(INPUT MATERIAL):
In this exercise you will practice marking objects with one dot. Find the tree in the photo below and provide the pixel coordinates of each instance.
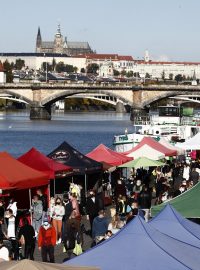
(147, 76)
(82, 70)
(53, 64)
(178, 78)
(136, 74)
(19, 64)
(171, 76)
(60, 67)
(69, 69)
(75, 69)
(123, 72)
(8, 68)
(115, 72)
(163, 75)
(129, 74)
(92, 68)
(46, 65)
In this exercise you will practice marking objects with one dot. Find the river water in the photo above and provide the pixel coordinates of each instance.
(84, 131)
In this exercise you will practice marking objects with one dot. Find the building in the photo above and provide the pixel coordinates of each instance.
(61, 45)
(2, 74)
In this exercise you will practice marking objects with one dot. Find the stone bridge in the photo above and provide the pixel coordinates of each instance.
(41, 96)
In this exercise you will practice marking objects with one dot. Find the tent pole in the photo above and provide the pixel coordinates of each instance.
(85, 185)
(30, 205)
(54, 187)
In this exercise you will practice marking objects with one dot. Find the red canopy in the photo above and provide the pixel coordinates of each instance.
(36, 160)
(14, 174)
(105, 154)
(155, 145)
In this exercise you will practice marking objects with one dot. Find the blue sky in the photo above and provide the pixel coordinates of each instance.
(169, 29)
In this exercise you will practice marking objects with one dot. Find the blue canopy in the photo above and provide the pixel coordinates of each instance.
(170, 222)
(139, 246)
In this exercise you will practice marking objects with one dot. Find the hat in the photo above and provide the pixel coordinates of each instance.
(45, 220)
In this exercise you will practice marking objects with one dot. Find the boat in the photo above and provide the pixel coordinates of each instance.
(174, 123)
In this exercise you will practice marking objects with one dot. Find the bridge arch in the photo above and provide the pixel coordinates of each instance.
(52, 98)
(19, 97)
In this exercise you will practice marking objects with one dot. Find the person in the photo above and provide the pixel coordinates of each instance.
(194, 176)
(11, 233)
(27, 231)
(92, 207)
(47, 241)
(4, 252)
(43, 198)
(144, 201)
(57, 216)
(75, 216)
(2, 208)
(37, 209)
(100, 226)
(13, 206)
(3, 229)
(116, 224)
==
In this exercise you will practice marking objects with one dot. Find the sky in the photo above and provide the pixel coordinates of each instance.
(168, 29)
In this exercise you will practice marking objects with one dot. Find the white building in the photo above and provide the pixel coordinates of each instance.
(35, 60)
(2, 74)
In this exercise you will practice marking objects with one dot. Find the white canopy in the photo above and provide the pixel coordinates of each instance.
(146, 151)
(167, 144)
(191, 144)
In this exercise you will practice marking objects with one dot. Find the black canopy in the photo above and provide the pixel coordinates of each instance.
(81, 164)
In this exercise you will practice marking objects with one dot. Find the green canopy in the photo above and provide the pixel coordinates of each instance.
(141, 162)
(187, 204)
==
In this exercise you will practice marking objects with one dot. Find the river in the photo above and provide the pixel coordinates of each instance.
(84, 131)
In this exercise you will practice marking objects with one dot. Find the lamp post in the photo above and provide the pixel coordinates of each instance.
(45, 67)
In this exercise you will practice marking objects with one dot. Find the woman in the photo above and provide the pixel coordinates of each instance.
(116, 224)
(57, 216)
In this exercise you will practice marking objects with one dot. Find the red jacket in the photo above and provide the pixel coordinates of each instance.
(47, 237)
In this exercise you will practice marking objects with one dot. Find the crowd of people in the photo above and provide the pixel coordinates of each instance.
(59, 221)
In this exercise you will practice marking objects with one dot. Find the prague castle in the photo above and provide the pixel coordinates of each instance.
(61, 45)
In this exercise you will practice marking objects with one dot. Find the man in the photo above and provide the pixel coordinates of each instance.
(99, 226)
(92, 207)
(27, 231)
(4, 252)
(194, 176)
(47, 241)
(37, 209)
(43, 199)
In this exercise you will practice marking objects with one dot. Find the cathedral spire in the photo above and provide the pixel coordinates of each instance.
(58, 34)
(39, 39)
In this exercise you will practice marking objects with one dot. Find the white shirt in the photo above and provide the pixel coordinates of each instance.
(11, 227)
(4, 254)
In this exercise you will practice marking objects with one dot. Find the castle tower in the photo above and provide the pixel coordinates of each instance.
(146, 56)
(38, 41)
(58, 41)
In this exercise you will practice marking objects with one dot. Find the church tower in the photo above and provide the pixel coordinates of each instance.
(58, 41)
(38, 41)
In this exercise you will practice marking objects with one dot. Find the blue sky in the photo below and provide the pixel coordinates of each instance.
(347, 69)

(DIRECTIVE): Identify every line in the data above that contains the word "tower", and copy each of those lines in full.

(FULL ANSWER):
In this exercise you will practice marking objects with one dot. Find the castle tower in the photo above and provide the pixel coordinates of each instance.
In this exercise you will practice marking objects with one dot. Find the church tower in the photo above and provide the pixel coordinates of each instance.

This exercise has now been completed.